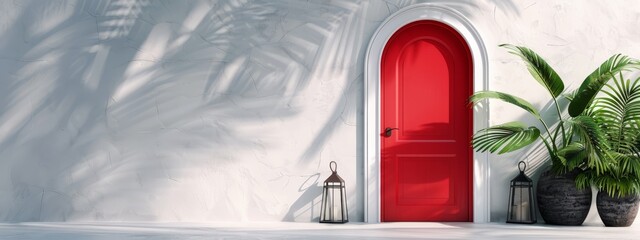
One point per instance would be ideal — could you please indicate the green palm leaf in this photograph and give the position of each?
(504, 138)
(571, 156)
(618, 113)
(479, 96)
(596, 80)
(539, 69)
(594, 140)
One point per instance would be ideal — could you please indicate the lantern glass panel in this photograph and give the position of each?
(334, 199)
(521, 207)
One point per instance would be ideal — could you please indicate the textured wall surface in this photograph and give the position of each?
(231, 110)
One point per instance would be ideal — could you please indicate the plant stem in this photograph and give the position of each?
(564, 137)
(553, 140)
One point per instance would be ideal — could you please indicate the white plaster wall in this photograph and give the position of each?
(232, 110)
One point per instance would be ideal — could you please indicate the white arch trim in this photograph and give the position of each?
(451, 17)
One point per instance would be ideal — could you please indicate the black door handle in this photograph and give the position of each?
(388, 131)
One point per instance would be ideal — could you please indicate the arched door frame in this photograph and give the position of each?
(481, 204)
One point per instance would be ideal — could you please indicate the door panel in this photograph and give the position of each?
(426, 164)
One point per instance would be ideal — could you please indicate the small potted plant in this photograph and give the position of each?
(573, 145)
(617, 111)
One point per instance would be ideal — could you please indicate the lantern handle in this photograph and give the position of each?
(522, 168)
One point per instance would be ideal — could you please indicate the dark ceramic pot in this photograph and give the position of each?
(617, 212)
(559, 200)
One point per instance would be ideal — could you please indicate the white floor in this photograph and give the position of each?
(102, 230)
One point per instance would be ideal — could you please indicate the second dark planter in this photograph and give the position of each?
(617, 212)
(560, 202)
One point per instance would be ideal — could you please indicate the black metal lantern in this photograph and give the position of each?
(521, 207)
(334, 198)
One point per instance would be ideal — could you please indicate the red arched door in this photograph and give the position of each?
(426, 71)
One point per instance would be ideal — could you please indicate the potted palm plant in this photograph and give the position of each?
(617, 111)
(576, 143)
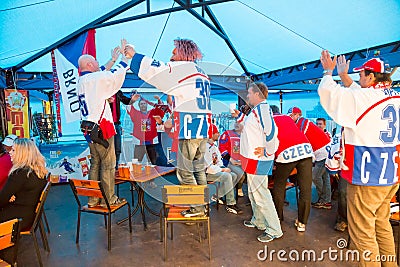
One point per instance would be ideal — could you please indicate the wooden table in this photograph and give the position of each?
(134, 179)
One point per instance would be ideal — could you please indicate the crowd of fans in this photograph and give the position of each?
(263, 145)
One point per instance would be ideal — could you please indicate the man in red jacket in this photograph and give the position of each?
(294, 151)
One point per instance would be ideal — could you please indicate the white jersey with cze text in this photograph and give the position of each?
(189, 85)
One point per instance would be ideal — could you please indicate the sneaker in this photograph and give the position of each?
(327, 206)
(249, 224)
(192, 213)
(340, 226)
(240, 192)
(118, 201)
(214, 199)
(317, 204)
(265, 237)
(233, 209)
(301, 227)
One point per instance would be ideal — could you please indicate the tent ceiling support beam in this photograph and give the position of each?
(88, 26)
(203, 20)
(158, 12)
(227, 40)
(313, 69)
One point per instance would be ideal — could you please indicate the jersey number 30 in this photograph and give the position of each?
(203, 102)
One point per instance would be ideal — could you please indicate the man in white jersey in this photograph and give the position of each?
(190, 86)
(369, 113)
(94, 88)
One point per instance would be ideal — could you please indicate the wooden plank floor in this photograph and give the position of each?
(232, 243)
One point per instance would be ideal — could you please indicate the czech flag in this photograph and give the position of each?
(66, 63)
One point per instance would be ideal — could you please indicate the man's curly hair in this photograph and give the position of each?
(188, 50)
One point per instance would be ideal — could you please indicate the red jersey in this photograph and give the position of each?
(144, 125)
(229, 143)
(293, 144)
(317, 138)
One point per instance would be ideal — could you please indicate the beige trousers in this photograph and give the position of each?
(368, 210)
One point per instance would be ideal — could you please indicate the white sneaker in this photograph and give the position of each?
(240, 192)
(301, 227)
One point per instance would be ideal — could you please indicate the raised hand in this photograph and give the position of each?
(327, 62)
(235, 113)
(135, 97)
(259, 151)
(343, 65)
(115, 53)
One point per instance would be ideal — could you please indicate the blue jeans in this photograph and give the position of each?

______

**What you have to do**
Rewrite as a numbered list, with blank lines left out, the lines of the listing from the line containing "the white sneaker" up to and including the final line of the listing.

**Solution for this problem**
1. One point per instance would be ideal — could you please indicate the white sneaker in this photograph and give the position of each?
2. (240, 192)
3. (301, 227)
4. One point per instance would be ideal — could you please indicate the raised hand in this photograph and give the position of each?
5. (327, 62)
6. (235, 113)
7. (135, 97)
8. (259, 151)
9. (343, 65)
10. (115, 53)
11. One point per instance would be ideal — could you please indicate the blue jeans in this photograph and give the position of each?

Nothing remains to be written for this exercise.